Rows from a box-labeling dataset
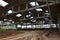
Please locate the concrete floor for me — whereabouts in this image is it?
[0,30,60,40]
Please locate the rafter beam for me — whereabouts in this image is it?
[7,2,59,15]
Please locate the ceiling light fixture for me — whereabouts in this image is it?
[36,8,43,11]
[30,2,39,6]
[26,15,31,17]
[30,17,33,19]
[45,10,48,12]
[8,10,13,14]
[0,0,8,7]
[16,14,22,17]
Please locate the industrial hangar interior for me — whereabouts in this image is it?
[0,0,60,29]
[0,0,60,40]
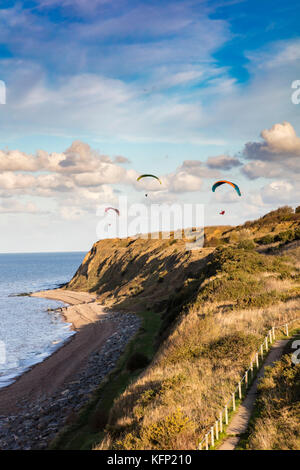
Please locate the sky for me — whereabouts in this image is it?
[0,0,300,252]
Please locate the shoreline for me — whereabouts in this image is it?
[0,288,116,416]
[0,289,141,450]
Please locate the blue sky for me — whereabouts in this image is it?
[0,0,300,252]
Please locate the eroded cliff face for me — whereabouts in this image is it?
[66,207,300,311]
[66,238,213,310]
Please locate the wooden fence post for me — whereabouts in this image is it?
[210,426,215,447]
[216,420,219,441]
[225,405,228,425]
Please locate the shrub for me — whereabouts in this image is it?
[255,235,274,245]
[126,353,149,372]
[275,230,295,243]
[237,239,255,250]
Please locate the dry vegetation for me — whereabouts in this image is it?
[62,208,300,449]
[247,354,300,450]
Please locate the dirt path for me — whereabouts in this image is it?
[218,339,289,450]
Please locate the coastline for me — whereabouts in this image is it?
[0,289,140,450]
[0,289,116,415]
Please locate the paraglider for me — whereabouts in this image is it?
[136,174,162,184]
[211,180,241,196]
[136,174,162,197]
[105,207,120,215]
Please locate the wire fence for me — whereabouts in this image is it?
[198,318,300,450]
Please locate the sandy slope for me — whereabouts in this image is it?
[0,289,117,415]
[218,339,289,450]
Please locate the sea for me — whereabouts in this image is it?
[0,252,85,388]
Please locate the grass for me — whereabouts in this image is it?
[238,329,300,450]
[52,208,300,450]
[50,312,161,450]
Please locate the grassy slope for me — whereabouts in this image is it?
[239,330,300,450]
[54,210,299,449]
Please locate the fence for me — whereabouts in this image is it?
[198,318,300,450]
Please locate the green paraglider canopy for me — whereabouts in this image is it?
[211,180,241,196]
[136,174,162,184]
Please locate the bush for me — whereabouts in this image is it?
[255,235,274,245]
[237,239,255,250]
[126,353,149,372]
[275,230,295,243]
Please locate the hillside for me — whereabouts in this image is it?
[58,207,300,449]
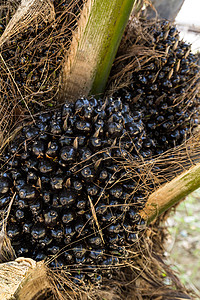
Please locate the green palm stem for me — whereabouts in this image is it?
[61,0,140,101]
[140,163,200,224]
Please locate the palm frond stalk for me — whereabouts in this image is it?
[61,0,139,101]
[141,163,200,223]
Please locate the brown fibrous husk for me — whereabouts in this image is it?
[0,1,200,300]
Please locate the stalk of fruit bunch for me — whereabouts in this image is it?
[140,163,200,223]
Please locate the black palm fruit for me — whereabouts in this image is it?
[0,98,145,283]
[112,21,200,157]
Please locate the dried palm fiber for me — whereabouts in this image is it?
[0,106,199,299]
[0,5,198,299]
[0,0,83,154]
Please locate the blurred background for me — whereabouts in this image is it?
[156,0,200,299]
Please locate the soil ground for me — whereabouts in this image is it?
[167,189,200,299]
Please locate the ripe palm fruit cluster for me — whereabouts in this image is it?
[115,21,199,155]
[0,98,145,283]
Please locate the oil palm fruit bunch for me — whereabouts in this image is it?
[0,98,145,283]
[114,21,199,156]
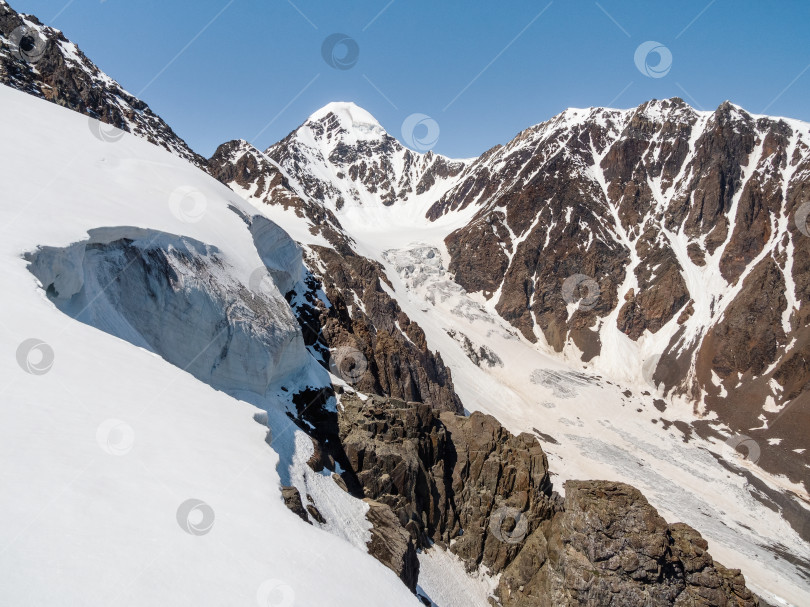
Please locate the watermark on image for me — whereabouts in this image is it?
[169,185,208,223]
[87,118,125,143]
[793,202,810,237]
[321,34,360,70]
[17,337,56,375]
[725,434,762,464]
[8,25,48,63]
[402,114,439,152]
[96,419,135,456]
[634,40,672,78]
[177,498,214,535]
[329,346,368,386]
[256,580,295,607]
[489,506,529,544]
[562,274,601,310]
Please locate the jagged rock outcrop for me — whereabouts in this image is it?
[497,481,759,607]
[428,98,810,480]
[0,0,205,167]
[338,394,759,607]
[338,395,556,571]
[365,499,419,592]
[26,226,309,395]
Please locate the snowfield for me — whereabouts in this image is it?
[0,86,810,607]
[229,103,810,606]
[0,86,420,607]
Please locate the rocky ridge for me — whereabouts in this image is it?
[328,394,759,607]
[0,0,205,167]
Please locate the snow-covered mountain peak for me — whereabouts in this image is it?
[301,101,388,143]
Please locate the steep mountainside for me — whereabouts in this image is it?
[209,99,810,604]
[0,0,205,166]
[0,0,810,607]
[266,103,465,216]
[430,99,810,478]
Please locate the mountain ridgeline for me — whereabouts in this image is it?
[0,0,810,607]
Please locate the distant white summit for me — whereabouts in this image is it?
[305,101,387,140]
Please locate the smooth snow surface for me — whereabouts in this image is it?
[0,86,420,607]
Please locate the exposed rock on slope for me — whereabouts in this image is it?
[429,99,810,479]
[498,481,759,607]
[338,395,758,607]
[0,0,205,167]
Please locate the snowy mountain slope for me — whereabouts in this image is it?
[0,0,204,166]
[213,101,810,605]
[265,102,467,217]
[0,87,418,605]
[430,99,810,490]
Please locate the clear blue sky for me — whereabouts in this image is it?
[15,0,810,157]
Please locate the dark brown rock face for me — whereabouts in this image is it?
[338,395,759,607]
[0,2,205,167]
[338,395,556,572]
[498,481,759,607]
[365,500,419,592]
[428,99,810,490]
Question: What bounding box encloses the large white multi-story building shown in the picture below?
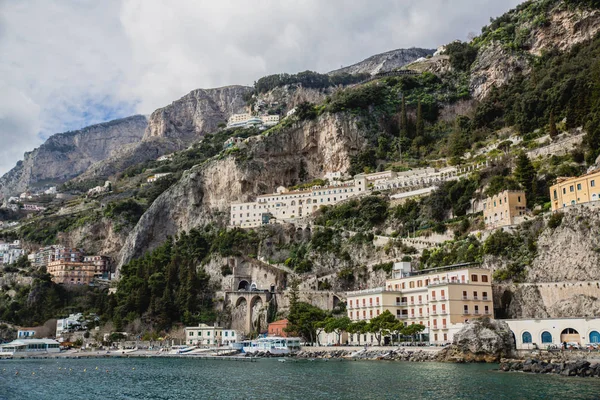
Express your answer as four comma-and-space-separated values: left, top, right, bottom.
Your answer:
230, 178, 367, 228
347, 263, 494, 344
227, 113, 279, 128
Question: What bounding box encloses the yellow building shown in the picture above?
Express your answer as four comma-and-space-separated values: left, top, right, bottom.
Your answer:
550, 170, 600, 211
483, 190, 527, 228
347, 263, 494, 344
46, 260, 96, 285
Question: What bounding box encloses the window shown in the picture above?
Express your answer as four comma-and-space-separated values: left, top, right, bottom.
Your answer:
542, 331, 552, 343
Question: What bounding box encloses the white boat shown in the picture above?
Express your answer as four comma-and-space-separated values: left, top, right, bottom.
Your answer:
243, 336, 300, 354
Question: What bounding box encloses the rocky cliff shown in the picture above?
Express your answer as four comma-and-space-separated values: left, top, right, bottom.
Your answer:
0, 115, 148, 196
471, 1, 600, 100
329, 47, 435, 75
119, 114, 365, 265
144, 86, 252, 144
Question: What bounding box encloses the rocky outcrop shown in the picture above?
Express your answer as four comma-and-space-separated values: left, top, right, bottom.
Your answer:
528, 8, 600, 56
0, 115, 147, 196
437, 318, 513, 362
144, 86, 252, 144
500, 354, 600, 378
470, 42, 531, 100
120, 114, 365, 265
74, 137, 181, 181
470, 1, 600, 100
527, 205, 600, 282
329, 47, 435, 75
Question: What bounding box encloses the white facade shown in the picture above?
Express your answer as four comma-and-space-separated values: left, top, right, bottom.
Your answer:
0, 339, 60, 354
184, 324, 224, 346
230, 179, 366, 228
146, 172, 171, 183
260, 115, 279, 126
504, 318, 600, 350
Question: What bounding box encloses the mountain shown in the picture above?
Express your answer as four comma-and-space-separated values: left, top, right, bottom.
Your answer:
328, 47, 435, 75
0, 115, 148, 196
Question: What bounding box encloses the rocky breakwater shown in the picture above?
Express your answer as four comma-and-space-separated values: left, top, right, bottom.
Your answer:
296, 348, 437, 362
436, 318, 513, 363
500, 358, 600, 378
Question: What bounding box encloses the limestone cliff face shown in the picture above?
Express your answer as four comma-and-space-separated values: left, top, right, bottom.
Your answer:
0, 115, 147, 196
471, 1, 600, 100
144, 86, 252, 143
120, 114, 365, 265
486, 205, 600, 318
329, 47, 435, 75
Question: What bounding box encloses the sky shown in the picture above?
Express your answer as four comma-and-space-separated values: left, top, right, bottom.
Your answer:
0, 0, 522, 174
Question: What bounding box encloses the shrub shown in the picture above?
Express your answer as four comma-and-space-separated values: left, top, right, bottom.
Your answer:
548, 212, 565, 229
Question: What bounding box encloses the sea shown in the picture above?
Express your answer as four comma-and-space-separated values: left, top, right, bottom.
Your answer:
0, 358, 600, 400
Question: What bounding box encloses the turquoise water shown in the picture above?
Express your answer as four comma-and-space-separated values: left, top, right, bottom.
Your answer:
0, 358, 600, 400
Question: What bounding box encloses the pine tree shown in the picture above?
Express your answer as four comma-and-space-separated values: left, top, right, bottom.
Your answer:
550, 111, 558, 140
514, 153, 537, 208
417, 101, 425, 137
400, 95, 408, 138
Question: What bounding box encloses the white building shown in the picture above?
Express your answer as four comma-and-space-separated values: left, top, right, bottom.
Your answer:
0, 339, 60, 354
184, 324, 223, 346
230, 178, 367, 228
146, 172, 171, 183
260, 115, 279, 126
504, 318, 600, 350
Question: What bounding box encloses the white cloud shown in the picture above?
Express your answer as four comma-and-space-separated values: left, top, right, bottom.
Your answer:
0, 0, 521, 172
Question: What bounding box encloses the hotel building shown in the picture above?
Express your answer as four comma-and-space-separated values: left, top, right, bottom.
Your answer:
483, 190, 527, 228
347, 263, 494, 344
46, 260, 96, 285
229, 178, 367, 228
550, 170, 600, 211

> _Work required_
Reproduce the records above from the line containing "Please locate the blue" through the line containing "[141,163,200,223]", inclusive, and leave the pictures out of your answer.

> _Task solution_
Please locate the blue sky for me — whereabouts in this image is it?
[0,0,300,252]
Please locate the eroded cliff face for me — whereabouts in this image is it?
[66,207,300,311]
[66,238,213,310]
Please locate the wooden fence post for me — whereabouts in this image is it?
[210,426,215,447]
[216,420,219,441]
[225,405,228,425]
Please locate the shrub for me — whereabouts in this image is it?
[255,235,274,245]
[126,353,149,372]
[275,230,295,243]
[237,239,255,250]
Please locate the dry vegetation for me — whereabouts in this image is it?
[62,208,300,449]
[247,354,300,450]
Please locate the dirt path for me — whereabouts in this image is it?
[218,339,289,450]
Please locate the coastline for me — whereabouts in this image is it?
[0,289,140,450]
[0,289,116,415]
Please locate the paraglider for me — whereabouts in this image is it?
[136,174,162,184]
[211,180,241,196]
[136,174,162,197]
[105,207,120,215]
Please locate the wire fence for me — whereabouts in this image is it?
[198,318,300,450]
Please locate the sandy slope for me — whereabouts in this image is it?
[0,289,117,415]
[218,339,289,450]
Please locate the sea for me — whereabouts in this image is it?
[0,252,85,388]
Please locate the grass for me — whereabouts in this image is it?
[238,329,300,450]
[52,208,300,450]
[50,312,161,450]
Please locate the grassy slope for me — whereabouts in this image is it?
[239,330,300,450]
[54,210,299,449]
Please locate the fence for me — whereabouts in this image is it?
[198,318,300,450]
Please locate the green paraglider canopy for me — whereabouts in this image is it?
[211,180,241,196]
[136,174,162,184]
Please locate the bush for me — whereabouts in this image is it?
[255,235,274,245]
[237,239,255,250]
[126,353,149,372]
[275,230,295,243]
Please locate the hillside for me — whereabouts in this image is it?
[58,207,300,449]
Please locate the green palm stem for me — whereabouts in this image is it?
[61,0,140,101]
[140,163,200,224]
Please locate the palm frond stalk for me — whereabouts in this image is it?
[61,0,139,101]
[141,163,200,223]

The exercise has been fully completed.